# Liste des consignes:
A) Pouvez-vous reproduire mot pour mot, dans le texte sur l'atterrisseur de Mars Surveyor 2001, l'extrait allant de « Quant à la quatrième » jusqu'à « plus que Pathfinder). » inclus ?
B) Quelles sont les missions finalistes du programme Scout nommées dans le texte sur l'atterrisseur de Mars Surveyor 2001 ?
C) Pouvez-vous poursuivre le texte sur l'atterrisseur de Mars Surveyor 2001 à partir de sa dernière phrase ?

# Passage à examiner:
____________________

L'une des premières décisions prises par la NASA dans le cadre de cette restructuration fut de clouer au sol l'atterrisseur qui devait succéder à Mars Polar Lander : ce dernier avait effectivement le mauvais goût de ressembler comme deux gouttes d'eau à son infortuné aîné. L'échec de Mars Polar Lander n'ayant jamais été expliqué avec certitude (les communications radio ayant été coupées juste avant l'atterrissage, les ingénieurs n'ont pu émettre que des hypothèses), la NASA préféra remiser l'atterrisseur de 2001, plutôt que de jouer avec le feu. La sonde, qui était déjà pratiquement assemblée, fut donc recouverte d'une bâche puis abandonnée à son triste sort dans une salle blanche de la société Lockheed Martin, en dépit des vives protestations de l'équipe responsable de la mission. L'atterrisseur n'avait cependant pas dit son dernier mot ...

Au mois de décembre 2002, la NASA annonça les quatre finalistes pour son programme Scout, une nouvelle classe de missions à faible coût, et dont les objectifs peuvent être très divers, à l'image des quatre propositions alors retenues : collecte d'un échantillon d'atmosphère martienne (SCIM), étude des basses couches de l'atmosphère grâce à un planeur (Ares), mesure très fine de certains composés émis par des volcans ou d'éventuels organismes vivants grâce à un orbiteur muni de spectromètres très sophistiqués (Marvel) ...

Quant à la quatrième mission, judicieusement baptisée Phoenix, elle ne prévoyait ni plus ni moins que de réutiliser l'atterrisseur de Mars Surveyor 2001 pour aller explorer non pas le pôle sud (l'objectif de Mars Polar Lander), mais le pôle nord. La NASA s'est apparemment montrée très sensible aux économies réalisables sur cette mission (l'atterrisseur étant déjà en grande partie construit), puisque Phoenix vient d'être préféré à ses trois concurrents (le budget alloué est malgré tout de 325 millions de dollars, soit 60 millions de plus que Pathfinder).

____________________

# Données fournies:

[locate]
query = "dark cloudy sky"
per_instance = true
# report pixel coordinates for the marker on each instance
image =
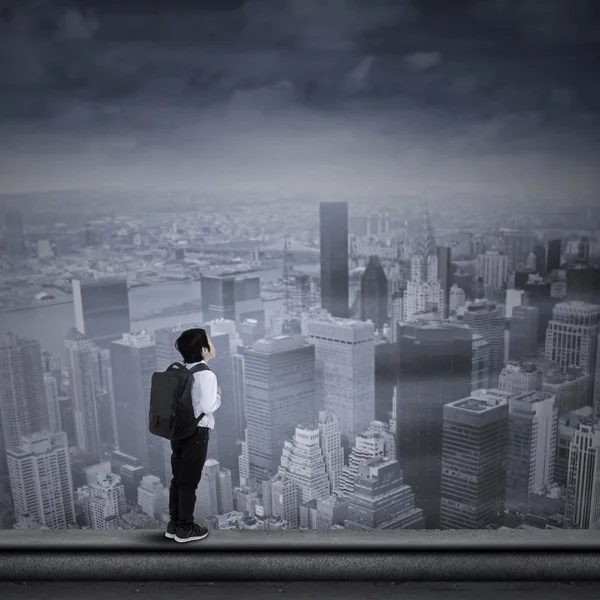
(327, 97)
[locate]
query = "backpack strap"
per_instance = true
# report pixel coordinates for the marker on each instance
(196, 369)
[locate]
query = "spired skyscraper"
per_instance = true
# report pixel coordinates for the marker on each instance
(102, 309)
(424, 292)
(334, 258)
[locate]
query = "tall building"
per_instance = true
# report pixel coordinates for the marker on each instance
(553, 257)
(474, 439)
(101, 309)
(520, 378)
(82, 366)
(424, 292)
(513, 299)
(40, 478)
(518, 245)
(284, 499)
(582, 510)
(571, 388)
(133, 360)
(152, 496)
(330, 441)
(23, 401)
(539, 251)
(385, 377)
(480, 374)
(568, 424)
(523, 336)
(371, 444)
(492, 268)
(444, 254)
(572, 336)
(103, 502)
(280, 394)
(486, 319)
(434, 369)
(239, 396)
(302, 460)
(538, 293)
(345, 352)
(381, 499)
(54, 424)
(15, 234)
(215, 492)
(374, 294)
(333, 225)
(583, 283)
(533, 431)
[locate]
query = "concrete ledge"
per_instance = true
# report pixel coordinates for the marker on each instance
(434, 556)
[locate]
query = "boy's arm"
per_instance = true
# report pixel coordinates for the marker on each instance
(205, 392)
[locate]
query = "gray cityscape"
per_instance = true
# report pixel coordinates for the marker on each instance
(386, 217)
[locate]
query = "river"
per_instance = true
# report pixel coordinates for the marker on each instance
(49, 324)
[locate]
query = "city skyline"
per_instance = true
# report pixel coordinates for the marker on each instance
(383, 213)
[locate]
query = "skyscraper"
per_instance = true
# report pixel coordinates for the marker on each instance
(23, 402)
(444, 254)
(533, 430)
(345, 351)
(523, 337)
(101, 309)
(133, 360)
(582, 510)
(374, 294)
(40, 479)
(518, 245)
(333, 226)
(82, 365)
(572, 336)
(284, 499)
(480, 374)
(473, 485)
(486, 319)
(368, 446)
(382, 500)
(492, 267)
(280, 394)
(520, 378)
(434, 369)
(553, 256)
(330, 441)
(103, 502)
(303, 462)
(538, 293)
(15, 235)
(424, 292)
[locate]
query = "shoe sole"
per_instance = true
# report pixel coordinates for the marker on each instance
(191, 539)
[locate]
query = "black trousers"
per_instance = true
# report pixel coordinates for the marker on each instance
(187, 462)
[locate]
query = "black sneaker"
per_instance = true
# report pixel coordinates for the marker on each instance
(171, 530)
(190, 533)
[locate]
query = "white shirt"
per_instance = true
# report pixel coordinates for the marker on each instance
(205, 397)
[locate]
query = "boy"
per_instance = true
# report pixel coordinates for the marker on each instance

____________________

# Liste des réponses:
A)
Quant à la quatrième mission, judicieusement baptisée Phoenix, elle ne prévoyait ni plus ni moins que de réutiliser l'atterrisseur de Mars Surveyor 2001 pour aller explorer non pas le pôle sud (l'objectif de Mars Polar Lander), mais le pôle nord. La NASA s'est apparemment montrée très sensible aux économies réalisables sur cette mission (l'atterrisseur étant déjà en grande partie construit), puisque Phoenix vient d'être préféré à ses trois concurrents (le budget alloué est malgré tout de 325 millions de dollars, soit 60 millions de plus que Pathfinder).

B) SCIM, Ares, Marvel, Phoenix

C)
Phoenix prendra son envol en 2007, et atterrira en mai 2008 dans une région située entre 65° et 75° de latitude nord, à proximité de la calotte polaire nord. Ses deux principaux objectifs seront d'étudier les composés volatils martiens (en particulier l'eau) présents dans le sol, et de détecter des régions compatibles avec l'existence de formes de vie passé ou présente. L'atterrisseur pourra directement confirmer les résultats de Mars Odyssey, qui a détecté de spectaculaires concentrations de glace dans la partie la plus superficielle du sol des régions polaires.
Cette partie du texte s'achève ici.